* **TEXT BLOCK**
»»

Cut God Up into Little Pieces (The Danger of a Slice and Dice Approach to Faith)

science-1121481_640Cut God up into little pieces.

That’s what I think I must do, in order to cope with what I think the Christian life is supposed to be about.

I don’t really try to cut God into pieces but I do dissect His word and choose some parts to examine, while pushing others off to the side.

Do you do that? Do you sometimes pick and choose from God’s commands; excelling on some aspects of the faith while ignoring others?

Or perhaps you strive to be good at all aspects of the Christian life and live with a constant sense of discouragement because your daily performance falls short.

I manage to do both. (Yes, I’m that talented at getting it wrong.)

Four days into 40 Ways to Get Closer to God. Day two, MacGregor mentions that our culture refers to people as “consumers” and that that label affects our mentality about life. The idea sticks in my thinking as I attempt three days of assignments.

Apparently, I’ve embraced the label, for that is precisely what I do. I try to consume God as if I spotted Him on a late night infomercial. Like a product I’ve ordered over the CWW (cosmic wide web), I decide how I want Him delivered.

He’s so vast, that I’ve requested delivery of His Holy Spirit in installments. Always, like a consumer, wanting to control the process. And I treat His Holy Word like an ala carte menu, devouring some passages, passing on others.

Slicing and dicing the author of my faith.

This becomes clear to me when the first three assignments involve disciplines I avoid.

They aren’t new ideas. They’ve appeared on my radar before, but after previous attempts to incorporate them into my spiritual life and finding them a) hard work, and b) not something I do well, I somehow decided they’re activities I can thrive without.

But are they?

Do spiritual disciplines only “work” if I’m good at them?

Or is there power in the practice of them even if I would grade the results of my efforts with a C?

Suddenly, I see I’ve been thinking that God only expects me to do things if I’m good at them or have a hope of being good at them. But really there are no clauses in scripture that certain commands are negotiable if any one follower thinks he or she might not excel in that area.

Somehow, I began to believe that not being good at something gave me a pass on certain spiritual disciplines, so I put all my focus on the ones I am good at or think I can be good at and file the rest under “extra credit.”

These assignments made me rethink that.

What if God wants us to try everything He asks of us KNOWING we won’t be good at some of it? What if being “good” at it, isn’t’ even really the point?

««

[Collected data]

»»

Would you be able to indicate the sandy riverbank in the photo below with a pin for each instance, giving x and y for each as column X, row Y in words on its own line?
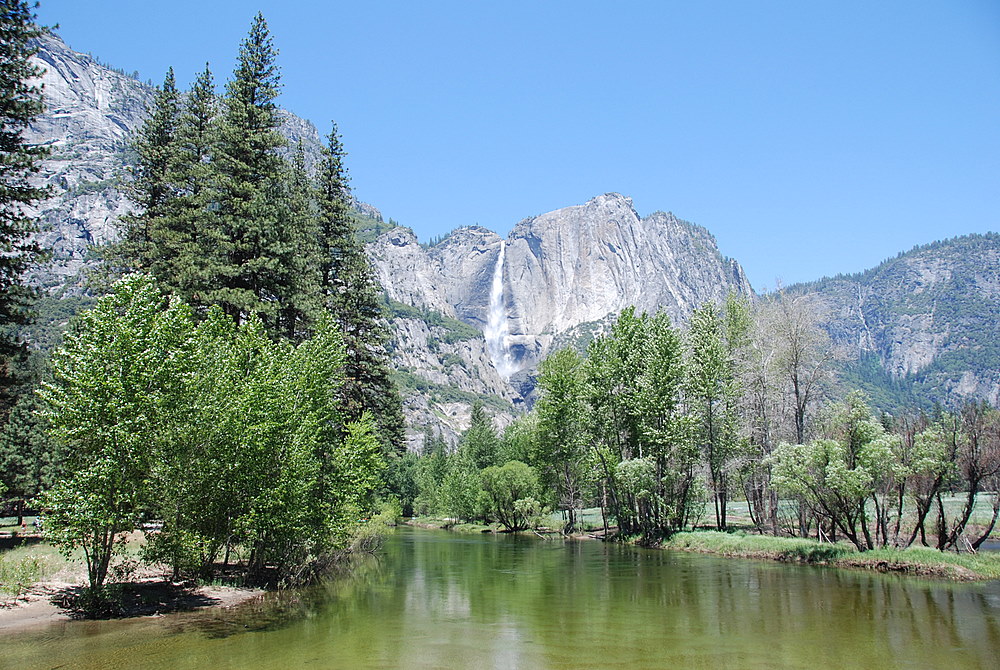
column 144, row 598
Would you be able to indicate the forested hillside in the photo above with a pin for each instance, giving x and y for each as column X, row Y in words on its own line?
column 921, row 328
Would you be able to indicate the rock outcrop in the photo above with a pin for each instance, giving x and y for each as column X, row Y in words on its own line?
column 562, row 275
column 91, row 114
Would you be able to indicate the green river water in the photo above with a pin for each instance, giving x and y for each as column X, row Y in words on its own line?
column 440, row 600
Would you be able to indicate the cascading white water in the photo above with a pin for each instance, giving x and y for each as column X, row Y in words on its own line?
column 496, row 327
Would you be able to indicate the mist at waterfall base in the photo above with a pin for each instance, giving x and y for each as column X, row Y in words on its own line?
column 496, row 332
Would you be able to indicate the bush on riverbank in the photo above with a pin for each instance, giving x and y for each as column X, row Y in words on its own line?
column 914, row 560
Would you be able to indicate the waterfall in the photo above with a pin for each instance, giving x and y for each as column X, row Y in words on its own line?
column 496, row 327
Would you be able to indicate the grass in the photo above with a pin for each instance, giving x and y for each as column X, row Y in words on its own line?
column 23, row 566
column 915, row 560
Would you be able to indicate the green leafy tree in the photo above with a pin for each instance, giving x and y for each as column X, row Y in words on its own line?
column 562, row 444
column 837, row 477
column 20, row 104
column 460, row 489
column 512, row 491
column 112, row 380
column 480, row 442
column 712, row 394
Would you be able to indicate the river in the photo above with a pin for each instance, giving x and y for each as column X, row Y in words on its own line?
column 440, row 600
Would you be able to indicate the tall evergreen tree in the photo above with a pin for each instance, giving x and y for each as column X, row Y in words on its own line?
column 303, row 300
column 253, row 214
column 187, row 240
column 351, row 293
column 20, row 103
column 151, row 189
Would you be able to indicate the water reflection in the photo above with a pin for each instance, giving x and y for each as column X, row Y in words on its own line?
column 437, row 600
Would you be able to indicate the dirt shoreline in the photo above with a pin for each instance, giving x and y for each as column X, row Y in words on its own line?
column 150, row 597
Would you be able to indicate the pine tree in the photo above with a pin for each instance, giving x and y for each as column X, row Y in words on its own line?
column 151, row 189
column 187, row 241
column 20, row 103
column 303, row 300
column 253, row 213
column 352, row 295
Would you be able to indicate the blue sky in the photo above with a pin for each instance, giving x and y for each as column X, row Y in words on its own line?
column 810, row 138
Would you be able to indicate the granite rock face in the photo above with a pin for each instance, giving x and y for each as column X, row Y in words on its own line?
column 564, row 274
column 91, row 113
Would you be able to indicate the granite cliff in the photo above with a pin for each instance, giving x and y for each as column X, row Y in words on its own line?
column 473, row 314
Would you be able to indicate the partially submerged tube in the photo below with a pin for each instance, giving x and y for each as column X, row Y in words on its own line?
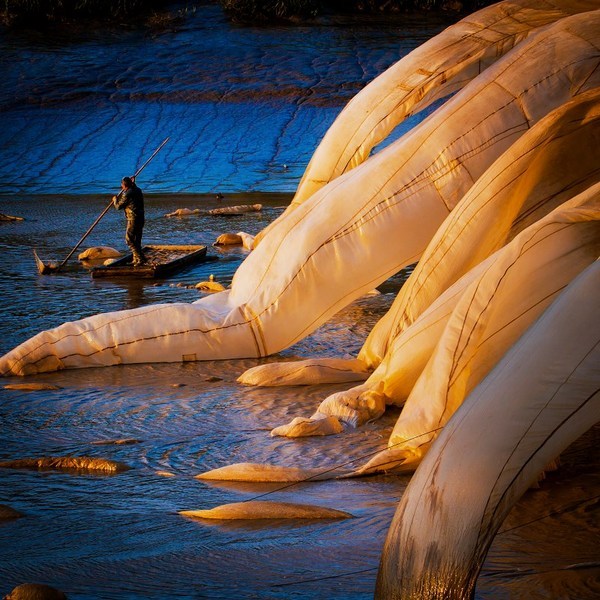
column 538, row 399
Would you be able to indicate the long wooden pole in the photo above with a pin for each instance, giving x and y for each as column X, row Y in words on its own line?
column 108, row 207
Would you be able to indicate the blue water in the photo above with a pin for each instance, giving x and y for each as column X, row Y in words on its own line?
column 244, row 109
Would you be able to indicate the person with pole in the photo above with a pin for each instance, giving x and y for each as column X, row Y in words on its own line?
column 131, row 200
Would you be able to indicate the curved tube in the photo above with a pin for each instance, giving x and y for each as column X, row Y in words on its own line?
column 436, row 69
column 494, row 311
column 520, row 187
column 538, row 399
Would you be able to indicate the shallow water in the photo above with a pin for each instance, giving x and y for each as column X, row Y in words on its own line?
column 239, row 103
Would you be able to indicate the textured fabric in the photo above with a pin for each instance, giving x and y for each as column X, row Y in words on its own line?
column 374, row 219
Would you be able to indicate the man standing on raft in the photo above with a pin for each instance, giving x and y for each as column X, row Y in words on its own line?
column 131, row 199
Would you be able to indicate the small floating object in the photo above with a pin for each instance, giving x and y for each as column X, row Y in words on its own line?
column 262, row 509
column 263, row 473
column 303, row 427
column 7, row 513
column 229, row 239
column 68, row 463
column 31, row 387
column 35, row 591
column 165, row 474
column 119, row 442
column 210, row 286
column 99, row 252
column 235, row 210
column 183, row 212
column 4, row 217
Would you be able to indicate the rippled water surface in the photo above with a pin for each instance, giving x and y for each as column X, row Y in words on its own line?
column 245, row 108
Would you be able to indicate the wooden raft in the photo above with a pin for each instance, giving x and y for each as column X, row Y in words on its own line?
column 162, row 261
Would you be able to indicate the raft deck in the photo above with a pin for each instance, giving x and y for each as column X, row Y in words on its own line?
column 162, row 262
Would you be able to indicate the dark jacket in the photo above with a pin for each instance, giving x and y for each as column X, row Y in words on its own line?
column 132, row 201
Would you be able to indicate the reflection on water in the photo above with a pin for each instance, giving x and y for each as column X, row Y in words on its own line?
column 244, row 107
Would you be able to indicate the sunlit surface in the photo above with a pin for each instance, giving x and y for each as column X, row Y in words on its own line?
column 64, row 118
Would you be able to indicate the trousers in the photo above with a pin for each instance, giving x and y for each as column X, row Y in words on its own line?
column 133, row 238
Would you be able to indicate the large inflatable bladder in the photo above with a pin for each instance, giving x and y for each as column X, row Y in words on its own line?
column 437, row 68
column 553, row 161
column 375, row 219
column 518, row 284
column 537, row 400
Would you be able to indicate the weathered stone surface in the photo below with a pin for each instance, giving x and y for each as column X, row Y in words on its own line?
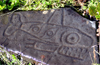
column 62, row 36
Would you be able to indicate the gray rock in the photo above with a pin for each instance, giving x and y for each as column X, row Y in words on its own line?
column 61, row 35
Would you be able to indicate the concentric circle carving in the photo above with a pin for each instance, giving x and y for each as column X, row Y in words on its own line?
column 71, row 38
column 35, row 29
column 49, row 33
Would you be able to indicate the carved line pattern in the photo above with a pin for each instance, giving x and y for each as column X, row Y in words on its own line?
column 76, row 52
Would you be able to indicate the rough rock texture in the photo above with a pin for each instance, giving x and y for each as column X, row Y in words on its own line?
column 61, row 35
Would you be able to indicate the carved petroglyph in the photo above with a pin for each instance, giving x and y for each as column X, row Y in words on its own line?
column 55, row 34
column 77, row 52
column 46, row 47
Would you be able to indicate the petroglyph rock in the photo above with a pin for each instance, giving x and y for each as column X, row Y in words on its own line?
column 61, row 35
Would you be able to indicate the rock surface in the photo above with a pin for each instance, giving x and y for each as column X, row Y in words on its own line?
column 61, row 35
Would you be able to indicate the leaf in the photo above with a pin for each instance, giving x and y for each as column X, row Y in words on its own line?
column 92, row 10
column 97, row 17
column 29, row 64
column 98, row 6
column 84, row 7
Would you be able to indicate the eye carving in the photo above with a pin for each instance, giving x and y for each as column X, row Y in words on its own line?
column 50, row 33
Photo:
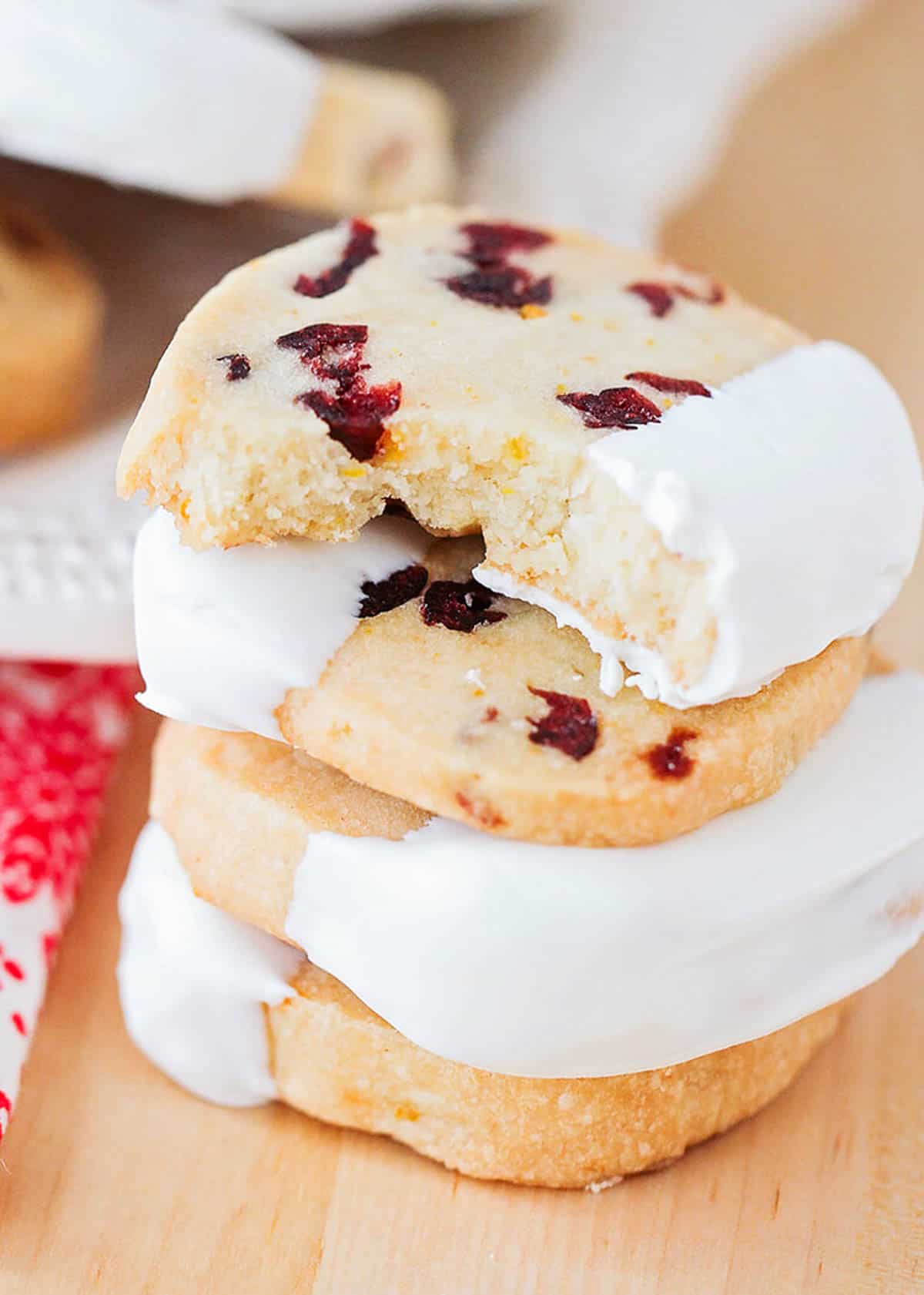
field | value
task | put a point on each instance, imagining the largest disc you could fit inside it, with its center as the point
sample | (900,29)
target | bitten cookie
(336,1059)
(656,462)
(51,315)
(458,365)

««

Please carry on the essay about cutting God into pieces, beginning right after its final sentence.

* **EXERCISE ANSWER**
My husband believes I’m “better” at doing the dishes than he is. Whenever he puts dishes away, it takes me a while to find things that are not back in their place. But, that’s okay. I’m not critical because I appreciate why he did the dishes in the first place – because he loves me.

That love part. That’s the key.

If my husband did the dishes in order to check off that he had “done the dishes for his wife” on some “good husband” list, well, that would bother me and I might become critical.

Initially, I approached this God challenge as if getting closer to God is something I can add to my list of achievements. Each task was something I could check off in order to move closer to MY GOAL. As if my goal, rather than to become closer to God, was to become “an accomplished Christian.”

There’s another word for an accomplished, disciplined Christian without love – Pharisee.

It suddenly struck me (okay, it might have been another Gibbs slap from God) that maybe I should stop worrying about how good I am at these assignments!

What if I stopped seeing them as pitons on the wall of faith and, instead, focused on them as acts of love. Not skills to acquire and practice but simple, clumsy expressions of my devotion for Jesus Christ?

I sense a shift in the force . . .

And as soon as I wrote this post, I peeked ahead at tomorrow’s 40 Days Closer to God assignment. NOT coincidentally, I’m sure, the word LOVE figures predominantly . . . I think I’m on to something.

Strange that by attempting to learn a couple of new spiritual disciplines, the Lord has led me to some very freeing thoughts. I don’t have to be good at them in order for them to bring me closer to God.


Seriously, wow!

(In the Psalms, the word Selah can be translated as “Wow, pause and think about that one, dude.” So, it’s perfectly spiritual for me to end with wow.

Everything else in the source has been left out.